• [THINGS TO DO]
1) In the mailing-list message about the Linux 3.14 filesystem ID change, which two util-linux tools are said to have broken?
2) Reproduce word for word the passage of the Linux 3.14 mailing-list message starting at "Am 03.04.2014 19:57, schrieb" and ending at "now the initramfs.".
3) Resume the mailing-list message on the Linux 3.14 filesystem ID change, writing on from its final sentence.

Am 03.04.2014 19:57, schrieb Dave Reisner:
> Hi,
> 
> [This is a repost of a G+ post at Tejun's request]
> 
> With Linux 3.14, you might notice in /proc/self/mountinfo that your
> root's parent FSID is now 0, instead of the 1 that it's been for the
> last N years. Tejun wrote the change (9e30cc9595303b27b48) that caused
> this, but the change comes in a rather innocuous way. Instead of an
> internal kernel mount of sysfs being assigned 0, it's now the initramfs.
> 
> So far, this has already caused switch_root and findmnt (from
> util-linux) to break, cp (from coreutils) to break when using the -x
> flag in early userspace, and it's also been pointed out that systemd's
> readahead code makes assumptions about a device number of 0.
> 
> Are we now supposed to go and change all the assumptions in userspace
> about 0 being special? I'm conflicted. The kernel isn't supposed to
> break userspace, but it seems to me that FSIDs were never something to
> rely on -- similar to the block device numbering scheme.

Most of these bugs were not caused by rootfs' FSID being different from
1, but rather because there was a file system with FSID 0.

• [RECORDS SHOWN]
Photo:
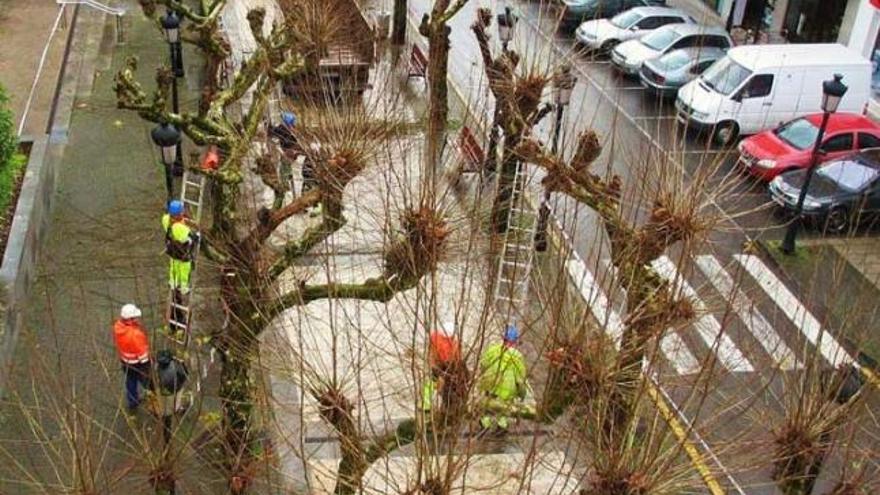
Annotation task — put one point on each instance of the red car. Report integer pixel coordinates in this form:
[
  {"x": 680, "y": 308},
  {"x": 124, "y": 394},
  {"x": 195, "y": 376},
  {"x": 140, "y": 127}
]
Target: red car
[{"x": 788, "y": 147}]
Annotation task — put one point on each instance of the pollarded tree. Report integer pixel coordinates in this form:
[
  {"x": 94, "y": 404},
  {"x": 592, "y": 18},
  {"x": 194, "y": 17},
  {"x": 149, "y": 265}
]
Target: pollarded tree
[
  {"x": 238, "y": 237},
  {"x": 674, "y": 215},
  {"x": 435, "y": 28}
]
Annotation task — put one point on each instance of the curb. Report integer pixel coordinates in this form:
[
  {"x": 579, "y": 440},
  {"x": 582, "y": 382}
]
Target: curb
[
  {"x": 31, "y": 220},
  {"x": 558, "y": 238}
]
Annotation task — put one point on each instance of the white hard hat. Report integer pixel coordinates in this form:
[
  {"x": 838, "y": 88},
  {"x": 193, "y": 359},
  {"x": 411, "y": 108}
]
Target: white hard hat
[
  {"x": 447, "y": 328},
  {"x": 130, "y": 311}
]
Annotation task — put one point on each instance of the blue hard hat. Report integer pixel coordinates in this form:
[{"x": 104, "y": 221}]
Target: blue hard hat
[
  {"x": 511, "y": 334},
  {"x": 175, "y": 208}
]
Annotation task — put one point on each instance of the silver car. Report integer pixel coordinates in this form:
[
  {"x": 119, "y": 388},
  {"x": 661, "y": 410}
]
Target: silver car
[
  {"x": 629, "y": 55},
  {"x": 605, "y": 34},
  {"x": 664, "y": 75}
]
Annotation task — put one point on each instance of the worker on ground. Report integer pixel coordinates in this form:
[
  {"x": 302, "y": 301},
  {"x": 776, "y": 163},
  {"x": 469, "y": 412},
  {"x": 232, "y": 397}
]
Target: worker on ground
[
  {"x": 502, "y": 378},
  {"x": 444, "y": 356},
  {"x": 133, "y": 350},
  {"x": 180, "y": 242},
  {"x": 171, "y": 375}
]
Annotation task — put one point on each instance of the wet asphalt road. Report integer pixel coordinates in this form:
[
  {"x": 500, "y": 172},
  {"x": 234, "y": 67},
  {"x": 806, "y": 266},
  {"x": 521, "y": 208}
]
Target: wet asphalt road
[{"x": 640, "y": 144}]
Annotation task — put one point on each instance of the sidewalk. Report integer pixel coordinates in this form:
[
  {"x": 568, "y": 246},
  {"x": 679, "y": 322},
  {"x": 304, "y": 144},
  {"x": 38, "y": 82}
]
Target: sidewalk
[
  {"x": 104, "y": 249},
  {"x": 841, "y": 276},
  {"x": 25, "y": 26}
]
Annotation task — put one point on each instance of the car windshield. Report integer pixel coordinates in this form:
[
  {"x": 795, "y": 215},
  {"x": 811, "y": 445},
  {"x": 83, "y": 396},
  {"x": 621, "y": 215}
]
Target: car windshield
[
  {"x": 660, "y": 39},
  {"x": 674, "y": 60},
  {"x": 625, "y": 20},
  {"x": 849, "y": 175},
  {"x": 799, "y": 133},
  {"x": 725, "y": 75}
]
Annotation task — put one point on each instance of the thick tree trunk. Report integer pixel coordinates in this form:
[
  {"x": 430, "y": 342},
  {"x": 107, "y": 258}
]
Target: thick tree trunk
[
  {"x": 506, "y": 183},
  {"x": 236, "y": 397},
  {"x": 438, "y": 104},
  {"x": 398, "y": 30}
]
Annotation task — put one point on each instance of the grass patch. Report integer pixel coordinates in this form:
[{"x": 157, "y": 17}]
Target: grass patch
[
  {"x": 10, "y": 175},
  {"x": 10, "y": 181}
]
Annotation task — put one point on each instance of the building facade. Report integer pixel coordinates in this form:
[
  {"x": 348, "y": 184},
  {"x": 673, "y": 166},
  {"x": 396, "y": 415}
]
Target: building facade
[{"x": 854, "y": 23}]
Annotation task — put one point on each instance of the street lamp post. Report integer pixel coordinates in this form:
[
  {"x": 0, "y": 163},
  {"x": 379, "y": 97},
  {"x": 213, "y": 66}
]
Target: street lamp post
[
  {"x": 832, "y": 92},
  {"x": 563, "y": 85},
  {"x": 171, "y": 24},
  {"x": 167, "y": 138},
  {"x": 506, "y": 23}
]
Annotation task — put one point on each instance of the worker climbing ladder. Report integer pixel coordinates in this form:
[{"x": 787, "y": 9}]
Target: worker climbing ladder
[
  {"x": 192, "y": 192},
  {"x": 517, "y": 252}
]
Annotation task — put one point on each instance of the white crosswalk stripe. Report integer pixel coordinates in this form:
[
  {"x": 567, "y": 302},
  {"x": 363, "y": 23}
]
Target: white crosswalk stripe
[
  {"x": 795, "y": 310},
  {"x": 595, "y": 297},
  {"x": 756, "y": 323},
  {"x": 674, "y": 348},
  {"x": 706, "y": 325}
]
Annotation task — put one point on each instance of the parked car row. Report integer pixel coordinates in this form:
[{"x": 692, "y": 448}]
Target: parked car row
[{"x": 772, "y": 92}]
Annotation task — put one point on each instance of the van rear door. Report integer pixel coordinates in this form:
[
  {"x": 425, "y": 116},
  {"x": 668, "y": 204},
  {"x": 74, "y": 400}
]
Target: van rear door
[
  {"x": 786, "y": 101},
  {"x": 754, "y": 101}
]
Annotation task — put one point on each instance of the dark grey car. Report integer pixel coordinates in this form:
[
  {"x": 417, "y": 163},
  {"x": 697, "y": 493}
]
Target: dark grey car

• [ANSWERS TO THE TASKS]
1) switch_root and findmnt

2)
Am 03.04.2014 19:57, schrieb Dave Reisner:
> Hi,
> 
> [This is a repost of a G+ post at Tejun's request]
> 
> With Linux 3.14, you might notice in /proc/self/mountinfo that your
> root's parent FSID is now 0, instead of the 1 that it's been for the
> last N years. Tejun wrote the change (9e30cc9595303b27b48) that caused
> this, but the change comes in a rather innocuous way. Instead of an
> internal kernel mount of sysfs being assigned 0, it's now the initramfs.

3)
Only util-linux/switch_root assumed that rootfs always had exactly FSID
1 - which is IMO a wrong assumption.

However, tt seems that people have been assuming that st_dev > 0 for a
while. If we want to revert this in the kernel, this patch (untested)
should be sufficient:

diff --git a/fs/super.c b/fs/super.c
index 80d5cf2..d9fddde 100644
--- a/fs/super.c
+++ b/fs/super.c
@@ -802,7 +802,7 @@ void emergency_remount(void)
 static DEFINE_IDA(unnamed_dev_ida);
 static DEFINE_SPINLOCK(unnamed_dev_lock);/* protects the above */
-static int unnamed_dev_start = 0; /* don't bother trying below it */
+static int unnamed_dev_start = 1; /* don't bother trying below it */
 int get_anon_bdev(dev_t *p)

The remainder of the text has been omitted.